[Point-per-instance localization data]

----------

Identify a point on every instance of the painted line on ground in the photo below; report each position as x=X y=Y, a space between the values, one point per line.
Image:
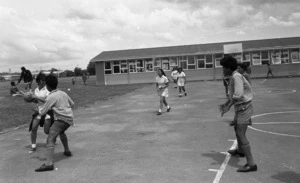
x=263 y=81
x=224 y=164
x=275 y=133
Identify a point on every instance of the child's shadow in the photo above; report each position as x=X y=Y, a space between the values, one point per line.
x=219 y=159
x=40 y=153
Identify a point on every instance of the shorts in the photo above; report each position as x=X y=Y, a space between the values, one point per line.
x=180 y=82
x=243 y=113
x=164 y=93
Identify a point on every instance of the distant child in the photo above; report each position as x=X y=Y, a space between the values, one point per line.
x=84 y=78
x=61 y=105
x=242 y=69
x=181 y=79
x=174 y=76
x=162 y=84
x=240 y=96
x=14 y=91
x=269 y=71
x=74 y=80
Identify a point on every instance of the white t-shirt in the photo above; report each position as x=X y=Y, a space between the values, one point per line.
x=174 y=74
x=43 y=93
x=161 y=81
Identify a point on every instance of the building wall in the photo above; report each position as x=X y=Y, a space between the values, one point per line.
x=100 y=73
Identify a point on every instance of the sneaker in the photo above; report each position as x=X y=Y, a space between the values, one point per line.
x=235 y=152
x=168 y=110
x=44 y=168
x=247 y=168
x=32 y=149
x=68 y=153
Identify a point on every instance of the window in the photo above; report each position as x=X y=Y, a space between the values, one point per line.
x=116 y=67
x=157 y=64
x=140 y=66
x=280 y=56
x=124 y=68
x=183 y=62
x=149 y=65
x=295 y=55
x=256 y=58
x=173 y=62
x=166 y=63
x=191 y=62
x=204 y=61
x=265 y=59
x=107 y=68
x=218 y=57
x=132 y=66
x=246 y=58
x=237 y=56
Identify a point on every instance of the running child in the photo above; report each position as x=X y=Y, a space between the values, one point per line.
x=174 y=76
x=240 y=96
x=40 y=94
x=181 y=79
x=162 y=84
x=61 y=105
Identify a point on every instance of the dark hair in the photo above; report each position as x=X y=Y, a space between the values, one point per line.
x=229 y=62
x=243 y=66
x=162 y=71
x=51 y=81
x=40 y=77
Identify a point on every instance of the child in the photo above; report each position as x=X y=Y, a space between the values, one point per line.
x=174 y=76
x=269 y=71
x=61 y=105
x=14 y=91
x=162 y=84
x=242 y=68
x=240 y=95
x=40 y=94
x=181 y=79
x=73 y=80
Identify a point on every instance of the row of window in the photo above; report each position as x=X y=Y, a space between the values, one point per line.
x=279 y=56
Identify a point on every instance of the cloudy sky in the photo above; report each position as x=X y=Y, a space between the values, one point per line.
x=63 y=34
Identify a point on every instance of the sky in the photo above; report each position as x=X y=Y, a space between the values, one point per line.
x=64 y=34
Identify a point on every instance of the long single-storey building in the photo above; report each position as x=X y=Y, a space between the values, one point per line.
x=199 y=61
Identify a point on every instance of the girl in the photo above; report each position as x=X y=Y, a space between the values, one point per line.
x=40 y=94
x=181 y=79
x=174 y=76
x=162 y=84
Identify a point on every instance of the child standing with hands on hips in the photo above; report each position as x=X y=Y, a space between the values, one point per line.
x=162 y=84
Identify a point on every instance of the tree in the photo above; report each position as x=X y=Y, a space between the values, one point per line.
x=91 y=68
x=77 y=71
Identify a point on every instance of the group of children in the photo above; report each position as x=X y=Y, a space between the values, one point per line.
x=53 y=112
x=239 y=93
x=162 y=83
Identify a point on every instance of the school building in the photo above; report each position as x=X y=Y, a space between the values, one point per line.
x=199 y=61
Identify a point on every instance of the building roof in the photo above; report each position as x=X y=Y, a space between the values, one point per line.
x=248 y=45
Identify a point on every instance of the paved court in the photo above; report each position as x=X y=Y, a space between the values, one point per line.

----------

**YOUR GOAL**:
The reply must consist of the records, repeated exactly, minus any images.

**WRITTEN REPLY**:
Identify a point on every instance of the painted line on ground in the photo below; report each position as x=X y=Y, a space between the values, one point per line.
Image:
x=263 y=81
x=224 y=164
x=275 y=133
Identify a point on every instance of the child's shadow in the photo above; report each position as x=X y=Y, a space between the values, one point per line.
x=219 y=159
x=40 y=153
Identify a point on every instance of the shorts in the photo above; report each position as x=X y=Y, a space between the values, one point per line.
x=180 y=82
x=243 y=113
x=164 y=93
Identify a point on every instance of the distant child in the photo above; report each position as x=X y=Y, a space between the values, one point per line.
x=84 y=78
x=61 y=105
x=242 y=69
x=181 y=79
x=174 y=76
x=162 y=84
x=240 y=96
x=14 y=91
x=269 y=71
x=74 y=80
Identify a point on every instance of the white t-shirt in the photo above; report each position as x=X y=Y, a space between the values, one point per line.
x=174 y=74
x=43 y=93
x=161 y=81
Identify a point on every instance of the building wall in the photo above; report each position as x=X y=Y, a space between the values, one point per line.
x=100 y=73
Identify a point on every instance of the sneaker in the photo above; report each position as x=X y=Y, a space between the values, one point per line.
x=235 y=152
x=168 y=110
x=44 y=168
x=247 y=168
x=32 y=149
x=68 y=153
Identify a point on every instance of the window in the photo above; report each position as x=X y=Y, a space between the values, one point per line.
x=116 y=67
x=157 y=64
x=140 y=66
x=280 y=56
x=124 y=68
x=183 y=62
x=149 y=65
x=295 y=55
x=256 y=58
x=173 y=62
x=166 y=63
x=191 y=62
x=204 y=61
x=265 y=59
x=107 y=68
x=218 y=57
x=132 y=66
x=246 y=58
x=237 y=56
Identify a point on every instance of the running child in the photo above; report each position as x=X y=Y, a space between the values, one point per line.
x=174 y=76
x=240 y=96
x=40 y=94
x=181 y=79
x=162 y=84
x=61 y=105
Identify a point on every instance of the dark hair in the photo above; report each position as x=X y=Y, a space between the values, one point per line.
x=229 y=62
x=243 y=66
x=162 y=71
x=51 y=81
x=40 y=77
Identify a point on every instance of the child in the photo above; report each position as x=X y=Y, a space between the values, one point per line.
x=174 y=76
x=269 y=71
x=61 y=105
x=14 y=91
x=162 y=84
x=242 y=68
x=240 y=95
x=40 y=94
x=181 y=79
x=73 y=80
Identify a point on every instance of the row of window in the photo above; report each position as x=X y=Y, a space between the values, one point per line.
x=279 y=56
Identify a point on every instance of the cloudy sky in the photo above; report each position as x=X y=Y, a space between the values, one point per line.
x=63 y=34
Identify a point on every instance of the sky in the photo above; report each position as x=X y=Y, a space between the values, one point per line.
x=64 y=34
Identify a point on every instance of the long single-storey building in the photo above; report each position as x=X y=Y, a space between the values, one point per line.
x=199 y=61
Identify a point on every instance of the girl in the photo above; report each position as x=X y=Y, a space between the values, one point per line.
x=40 y=94
x=181 y=79
x=174 y=76
x=162 y=84
Identify a point on every instance of the child standing with hands on hips in the photo above; report each position as x=X y=Y, a space between the values, one point per line.
x=162 y=84
Identify a point on every instance of the tree in the photo above; report each position as x=X y=Y, a space between the values, one point per line.
x=91 y=68
x=77 y=71
Identify a point on every instance of the group of children in the photo above; report each position as x=X y=Y, a space between the values, one point per line.
x=53 y=112
x=239 y=93
x=162 y=83
Identify a point on every instance of the school building in the photo above; report each position as x=X y=Y, a space between the values, one point per line.
x=199 y=61
Identify a point on every instance of the building roof in the photo above; report each position as x=X y=Y, a space between the values, one point per line.
x=248 y=45
Identify a point on every instance of the paved court in the photo above; report each position as x=X y=Y, a space between the values, one point per line.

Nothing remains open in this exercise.